### RECORDS FOR THIS EXERCISE
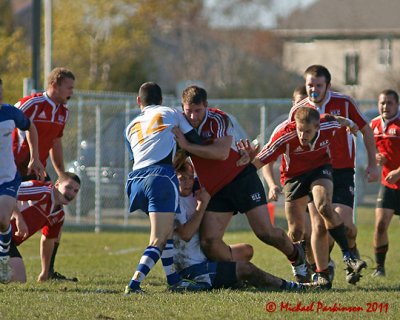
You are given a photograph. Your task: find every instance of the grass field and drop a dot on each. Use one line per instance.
(105, 262)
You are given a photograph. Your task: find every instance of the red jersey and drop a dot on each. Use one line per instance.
(216, 174)
(298, 159)
(49, 119)
(337, 104)
(387, 139)
(36, 203)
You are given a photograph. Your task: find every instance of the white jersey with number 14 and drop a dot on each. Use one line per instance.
(149, 136)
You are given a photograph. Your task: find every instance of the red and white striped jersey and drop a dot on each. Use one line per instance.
(35, 201)
(298, 159)
(337, 104)
(216, 174)
(387, 139)
(49, 119)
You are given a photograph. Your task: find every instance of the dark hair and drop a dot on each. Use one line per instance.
(58, 74)
(150, 93)
(70, 175)
(194, 95)
(388, 92)
(317, 70)
(307, 115)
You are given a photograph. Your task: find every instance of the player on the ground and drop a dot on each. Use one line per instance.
(152, 185)
(232, 188)
(190, 260)
(10, 180)
(386, 129)
(49, 112)
(318, 86)
(304, 145)
(40, 207)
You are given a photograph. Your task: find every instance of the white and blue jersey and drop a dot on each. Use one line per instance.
(189, 254)
(149, 136)
(152, 186)
(10, 118)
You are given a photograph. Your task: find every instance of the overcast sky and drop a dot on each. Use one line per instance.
(256, 15)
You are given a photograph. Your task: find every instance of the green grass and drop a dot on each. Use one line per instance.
(105, 262)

### THE PROBLEM
When you retype the listing above, keep each line exactly as written and drop the pictures.

### WRITTEN RESPONSE
You are given a photograph. Your task: find every instance of the grass field and drop a dot on each. Use one line per instance.
(105, 262)
You are given a photograph. Your task: find every instance of the red jersey and drop a dot on each. Use one line per instance.
(216, 174)
(298, 159)
(49, 119)
(337, 104)
(387, 139)
(36, 203)
You are given a photograph. Your task: find every instance of the white jersey with number 14 and drop a dot on each. Use one line per instance.
(149, 136)
You are given a photograph. Your task: find every instance of the red and white striped jersey and drop a dot on each. Use one line per instance.
(35, 201)
(298, 159)
(337, 104)
(216, 174)
(387, 139)
(49, 119)
You are given a photograph. Your task: find every instance of the dark hair and drop a dot on each. Use one line per instance.
(58, 74)
(150, 93)
(70, 175)
(194, 95)
(388, 92)
(317, 70)
(307, 115)
You are given a photograph. Your task: find every instance of the player on the ground and drop a dot on each. Use one line per instance.
(152, 185)
(232, 188)
(190, 260)
(10, 180)
(386, 129)
(49, 112)
(318, 86)
(304, 145)
(40, 207)
You are given a photograph. Your task: find every instance of the white and blue jersey and drop a dot on each. Use one line per instance.
(189, 254)
(149, 136)
(152, 186)
(10, 118)
You are given a photograph. Your task: find every instance of the overcast sky and drop a dot on each. Use one line per instance.
(256, 15)
You are given a photograph. Your task: find every instance of the green grass and drop a dot on each. Use one line per instance.
(105, 262)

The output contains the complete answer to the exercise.